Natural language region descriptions
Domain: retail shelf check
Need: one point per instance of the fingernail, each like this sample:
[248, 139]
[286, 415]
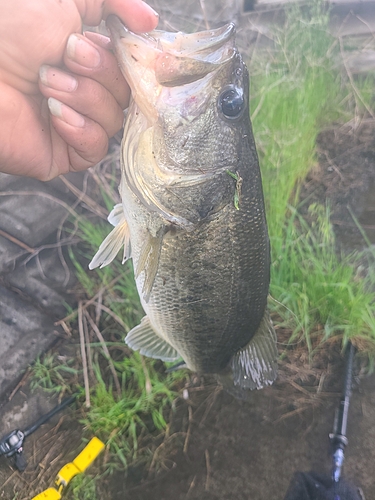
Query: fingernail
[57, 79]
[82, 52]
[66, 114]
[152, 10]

...

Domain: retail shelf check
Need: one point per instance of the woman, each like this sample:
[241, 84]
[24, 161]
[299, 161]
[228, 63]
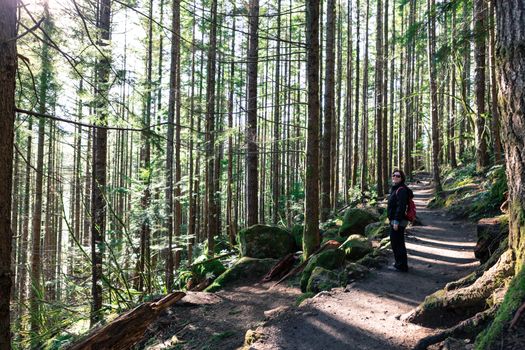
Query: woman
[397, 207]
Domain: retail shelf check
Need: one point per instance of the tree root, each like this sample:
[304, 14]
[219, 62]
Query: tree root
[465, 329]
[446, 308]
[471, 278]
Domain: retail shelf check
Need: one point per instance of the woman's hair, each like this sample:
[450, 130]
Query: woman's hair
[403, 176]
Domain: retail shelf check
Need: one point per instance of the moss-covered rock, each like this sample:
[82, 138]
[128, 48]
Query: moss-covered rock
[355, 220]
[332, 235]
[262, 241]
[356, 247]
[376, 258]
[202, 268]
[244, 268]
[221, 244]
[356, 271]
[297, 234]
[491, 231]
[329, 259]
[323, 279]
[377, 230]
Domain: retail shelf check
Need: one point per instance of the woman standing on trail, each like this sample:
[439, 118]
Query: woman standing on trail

REQUIREMENT:
All that is wanted is an exact copy of the lines above from the one with "Query: moss-covered rock" through the one with "Query: woman standing on trail", with both ends included.

THE ANSWER:
Query: moss-covered rock
[355, 220]
[332, 235]
[262, 241]
[356, 247]
[376, 258]
[202, 268]
[244, 268]
[221, 244]
[356, 271]
[297, 234]
[491, 231]
[329, 259]
[323, 279]
[377, 230]
Domain: retail shelf check
Need: one point per instance of the woman standing on trail, each like this sample:
[439, 118]
Query: woman standing on trail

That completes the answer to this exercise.